> _Text block_
- - -

Posted March 21, 2014 into Book Extract by John Birmingham

ANZAC Spirit: Now available in fridge magnets.

The breathless Irish voice on the end of the phone had been singing for four minutes straight on the majestic scale of the Anzac centenary. ‘It will be the biggest thing you’ve ever seen,’ she said. ‘It’s going to start with a gorgeous re­creation of the Gallipoli convoy departure in Albany, Western Australia, on 1 November 1914, to bookend the whole centenary of celebrations. ‘Everybody’s involved,’ she gushed from her call centre: ‘Legacy, the City of Albany, the West Australian Government, the RSL, the Australian Light Horse Association – it’s going to be magnificent. You don’t want to miss out.’ Untroubled by the silence from my end of the phone, she homed in with her sales pitch: ‘So we’re producing the commemorative publication for the whole centenary, Gallipoli 100, distributed to 84,000 people and with introductory letters from the likes of the prime minister. Would you like to book a message of support and show the defence forces what you do?’ She outlined the options: the best spots upfront had already been taken by the National Australia Bank and a ‘gorgeous’ advertisement from the Australian Submarine Corporation, but $14,950 would buy me a full page. For a 50 per cent premium she could reserve a special spot right after the ode of remembrance.

- - -

> _Stored data_
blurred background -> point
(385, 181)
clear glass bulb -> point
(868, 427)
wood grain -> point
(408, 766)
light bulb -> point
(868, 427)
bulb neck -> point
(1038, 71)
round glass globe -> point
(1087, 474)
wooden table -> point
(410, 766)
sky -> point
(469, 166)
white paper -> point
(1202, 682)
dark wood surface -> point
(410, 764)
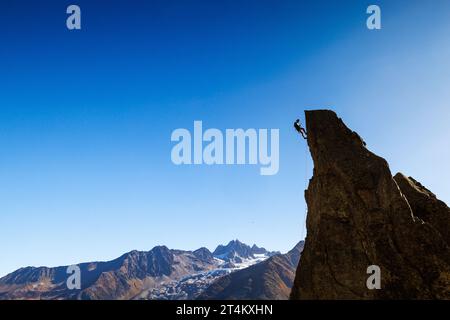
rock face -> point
(271, 279)
(358, 216)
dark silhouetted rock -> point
(357, 217)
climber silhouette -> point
(299, 128)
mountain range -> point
(160, 273)
(364, 224)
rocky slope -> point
(359, 215)
(271, 279)
(160, 273)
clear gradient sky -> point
(86, 116)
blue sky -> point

- - -

> _Goal of the exercise_
Please answer these from the Anzac centenary extract, numbering your answers the same way:
1. In which town was the Gallipoli convoy departure to be re-created?
2. To how many people would the commemorative publication be distributed?
3. What price was quoted for a full page?

> _Worked answer_
1. Albany, Western Australia
2. 84,000
3. $14,950